▶ [INSTRUCTIONS FOR THE TASK]
Output the full listing below exactly as it reads, and skip anything that is a picture.

▶ [ROWS]
****************

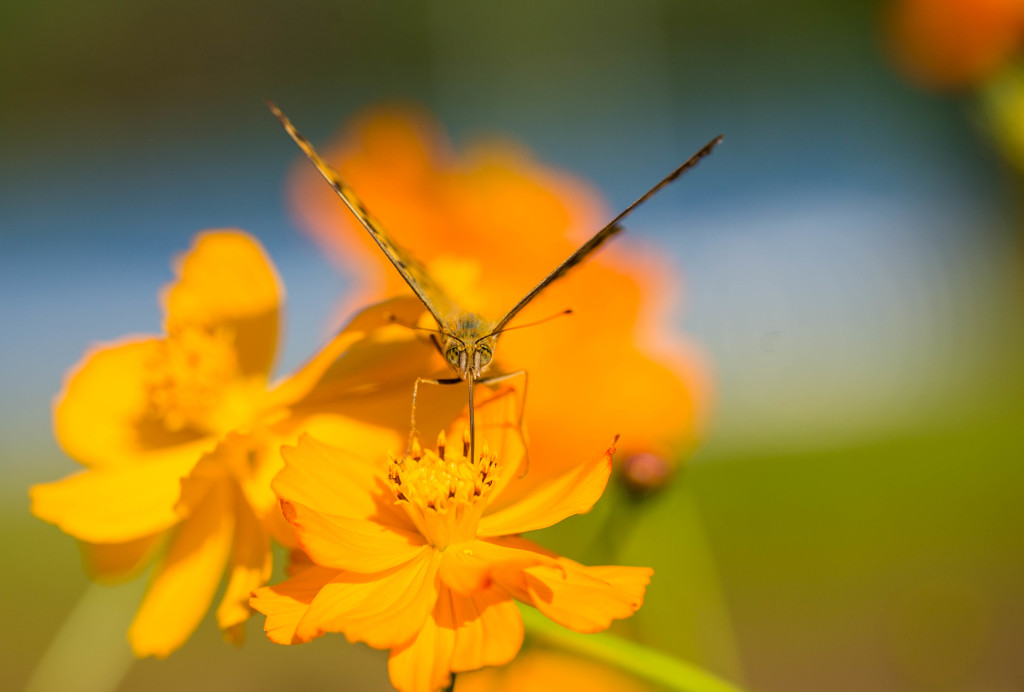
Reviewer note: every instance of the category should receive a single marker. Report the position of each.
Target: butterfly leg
(416, 393)
(524, 376)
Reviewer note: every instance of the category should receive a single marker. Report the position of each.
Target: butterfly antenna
(564, 312)
(685, 166)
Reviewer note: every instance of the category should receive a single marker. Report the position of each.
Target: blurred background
(853, 517)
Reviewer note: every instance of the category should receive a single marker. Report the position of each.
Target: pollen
(442, 491)
(188, 378)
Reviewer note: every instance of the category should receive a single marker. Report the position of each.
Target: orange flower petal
(464, 633)
(110, 562)
(573, 492)
(586, 599)
(226, 279)
(550, 671)
(953, 43)
(367, 607)
(488, 630)
(354, 545)
(100, 418)
(286, 603)
(251, 564)
(468, 567)
(334, 481)
(184, 584)
(582, 598)
(424, 663)
(115, 505)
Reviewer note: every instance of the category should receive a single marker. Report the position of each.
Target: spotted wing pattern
(427, 290)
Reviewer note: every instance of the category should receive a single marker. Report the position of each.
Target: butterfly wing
(600, 236)
(427, 290)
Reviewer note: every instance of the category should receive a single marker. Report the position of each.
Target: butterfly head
(469, 346)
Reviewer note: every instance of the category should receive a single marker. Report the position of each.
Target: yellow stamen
(443, 496)
(186, 382)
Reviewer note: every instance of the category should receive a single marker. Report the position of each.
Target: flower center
(189, 378)
(443, 492)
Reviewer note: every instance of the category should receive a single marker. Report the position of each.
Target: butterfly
(466, 340)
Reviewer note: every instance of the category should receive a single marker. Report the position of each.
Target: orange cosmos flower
(489, 224)
(180, 435)
(953, 43)
(542, 671)
(419, 558)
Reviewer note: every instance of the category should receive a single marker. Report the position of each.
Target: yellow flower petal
(468, 567)
(424, 664)
(111, 562)
(582, 598)
(101, 417)
(115, 505)
(462, 634)
(488, 630)
(587, 599)
(572, 492)
(183, 585)
(334, 481)
(286, 603)
(383, 609)
(251, 565)
(226, 280)
(354, 545)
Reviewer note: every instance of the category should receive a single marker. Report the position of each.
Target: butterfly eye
(453, 355)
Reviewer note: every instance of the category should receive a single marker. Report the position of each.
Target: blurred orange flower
(180, 435)
(953, 43)
(489, 224)
(541, 671)
(420, 559)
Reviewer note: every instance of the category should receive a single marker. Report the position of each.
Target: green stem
(634, 658)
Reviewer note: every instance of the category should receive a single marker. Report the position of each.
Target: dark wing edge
(607, 231)
(411, 269)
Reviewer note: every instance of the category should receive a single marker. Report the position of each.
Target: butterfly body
(466, 340)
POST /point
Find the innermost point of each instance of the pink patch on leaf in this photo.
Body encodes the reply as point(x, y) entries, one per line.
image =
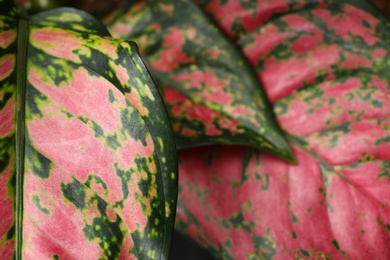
point(7, 119)
point(7, 64)
point(7, 38)
point(172, 55)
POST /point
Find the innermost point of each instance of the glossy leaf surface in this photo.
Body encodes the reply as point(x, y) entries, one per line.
point(88, 163)
point(325, 67)
point(212, 93)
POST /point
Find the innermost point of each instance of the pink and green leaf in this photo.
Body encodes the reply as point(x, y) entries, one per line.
point(211, 91)
point(325, 68)
point(89, 166)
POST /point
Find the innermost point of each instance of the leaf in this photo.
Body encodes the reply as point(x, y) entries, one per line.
point(88, 164)
point(325, 67)
point(211, 91)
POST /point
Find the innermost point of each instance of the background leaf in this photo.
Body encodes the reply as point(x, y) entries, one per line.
point(211, 91)
point(325, 67)
point(99, 175)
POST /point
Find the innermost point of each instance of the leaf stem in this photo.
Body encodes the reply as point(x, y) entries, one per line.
point(21, 65)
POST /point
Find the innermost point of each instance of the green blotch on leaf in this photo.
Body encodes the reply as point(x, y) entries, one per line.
point(336, 244)
point(41, 166)
point(294, 235)
point(305, 253)
point(74, 192)
point(37, 203)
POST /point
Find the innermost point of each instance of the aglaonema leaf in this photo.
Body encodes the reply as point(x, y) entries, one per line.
point(212, 93)
point(88, 164)
point(325, 67)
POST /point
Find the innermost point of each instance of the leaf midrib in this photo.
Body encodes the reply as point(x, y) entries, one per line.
point(21, 67)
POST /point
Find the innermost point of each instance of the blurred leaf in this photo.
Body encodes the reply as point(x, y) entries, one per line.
point(325, 66)
point(211, 91)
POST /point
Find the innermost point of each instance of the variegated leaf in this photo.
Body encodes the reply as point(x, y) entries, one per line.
point(88, 163)
point(211, 91)
point(325, 65)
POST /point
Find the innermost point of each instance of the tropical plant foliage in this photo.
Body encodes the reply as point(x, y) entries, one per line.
point(325, 67)
point(88, 163)
point(88, 166)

****************

▶ [COMPLETE OUTPUT]
Reviewer note: every instance of the category should receive a single marker. Report the position of each.
Target: butterfly leg
(416, 393)
(524, 376)
Reviewer note: every instance of the category should receive a single marker. Report the position of each.
Target: butterfly antenna
(564, 312)
(685, 166)
Reviewer note: every instance of the category should receive a single marker. Report the position of each.
Target: blurred background
(853, 517)
Reviewer note: every instance of the category should receive a single marker. Report the position of each.
Target: pollen
(442, 491)
(188, 378)
Reviewer note: every instance of the category should receive a single marker. Report the position of each.
Target: orange flower petal
(464, 633)
(110, 562)
(573, 492)
(586, 599)
(226, 279)
(550, 671)
(953, 43)
(367, 607)
(488, 630)
(354, 545)
(100, 418)
(286, 603)
(251, 564)
(468, 567)
(334, 481)
(184, 584)
(582, 598)
(424, 663)
(115, 505)
Reviewer note: every instance of the category should receive a single marker. Report the position of each.
Target: spotted wing pattern
(427, 290)
Reviewer note: every instance of the category should receive a single marker. Report the position of each.
Target: butterfly wing
(600, 236)
(427, 290)
Reviewer note: every instance of the category should receive a single marker. Report the position of each.
Target: butterfly head
(469, 346)
Reviewer note: every instance of the category should receive a single marker. Report the position of each.
Target: yellow stamen
(443, 496)
(186, 382)
Reviewer note: every instance of the category should receive a single marker. Report the position of each.
Target: flower center
(189, 378)
(443, 492)
Reviewer note: every instance of the category should receive a single marker. Report the position of each.
Target: butterfly
(466, 340)
Reviewer note: every instance of the category should receive a single marker. Report the position of each.
Target: orange cosmos flower
(489, 224)
(180, 435)
(953, 43)
(542, 671)
(419, 558)
Reviewer note: every instance of the category should receive a single marker. Report the position of each.
Target: yellow flower petal
(468, 567)
(424, 664)
(111, 562)
(582, 598)
(101, 417)
(115, 505)
(462, 634)
(488, 630)
(587, 599)
(572, 492)
(183, 585)
(334, 481)
(286, 603)
(383, 609)
(251, 565)
(226, 280)
(354, 545)
Reviewer note: every instance of the category should receive a single marker. Report the position of each.
Target: butterfly eye
(453, 355)
Reviewer note: every instance of the category should receive a single marker. Report the position of each.
Target: blurred orange flower
(180, 435)
(953, 43)
(489, 224)
(541, 671)
(420, 559)
Reviewer note: every instance of the category should receive a single marker. Report the position of each.
Target: green stem
(634, 658)
Reviewer note: every instance of the category should receive a single marker. Report the position of each.
Target: dark wing edge
(607, 231)
(411, 269)
Reviewer note: every instance of the category should receive a single marker. Report the position of each.
Target: butterfly body
(466, 340)
POST /point
Find the innermost point of each instance of the pink patch on leaf in this photo.
Body encodes the reply as point(x, y) entries, one per line.
image =
point(7, 119)
point(7, 64)
point(7, 38)
point(172, 55)
POST /point
Find the innermost point of each instance of the glossy leaf surface in this photo.
Body encodes the reply as point(x, y) entries, one per line.
point(88, 163)
point(325, 67)
point(212, 93)
POST /point
Find the innermost point of each instance of the pink and green leaf in this photo.
Body encodes the reply as point(x, y) entries, one per line.
point(211, 91)
point(325, 68)
point(89, 166)
POST /point
Find the innermost point of each instance of the leaf in this photo.
Body encodes the reply as point(x, y) entries, one per line.
point(88, 164)
point(325, 67)
point(211, 91)
POST /point
Find the innermost point of each instance of the background leaf in this photo.
Body encodes the reply as point(x, y) entries, one per line.
point(211, 91)
point(325, 67)
point(99, 175)
POST /point
Find the innermost point of each instance of the leaf stem in this photo.
Body encodes the reply as point(x, y) entries, one per line.
point(21, 65)
POST /point
Find the innermost point of each instance of the green blotch on leaf in this photo.
Body encodes the reply as point(x, y) entries, one per line.
point(336, 244)
point(41, 166)
point(294, 235)
point(305, 253)
point(74, 192)
point(37, 203)
POST /point
Find the innermost point of each instance of the aglaonema leaf in this photo.
Body encodes the reply as point(x, y) entries, one per line.
point(212, 93)
point(88, 164)
point(325, 67)
POST /point
Find the innermost point of each instance of the leaf midrib in this photo.
Body encodes the reply as point(x, y) entries, one per line.
point(21, 67)
POST /point
Find the innermost point of each instance of the blurred leaf in this photo.
Body encodes the reply as point(x, y) entries, one per line.
point(325, 66)
point(211, 91)
POST /point
Find the innermost point of each instance of the variegated leaf in this photo.
Body encodes the reply as point(x, y) entries, one per line.
point(88, 163)
point(211, 91)
point(325, 65)
POST /point
Find the innermost point of each instance of the tropical plant foliage in this photo.
Body encodes the reply as point(x, y) entries, one per line.
point(325, 67)
point(88, 163)
point(88, 166)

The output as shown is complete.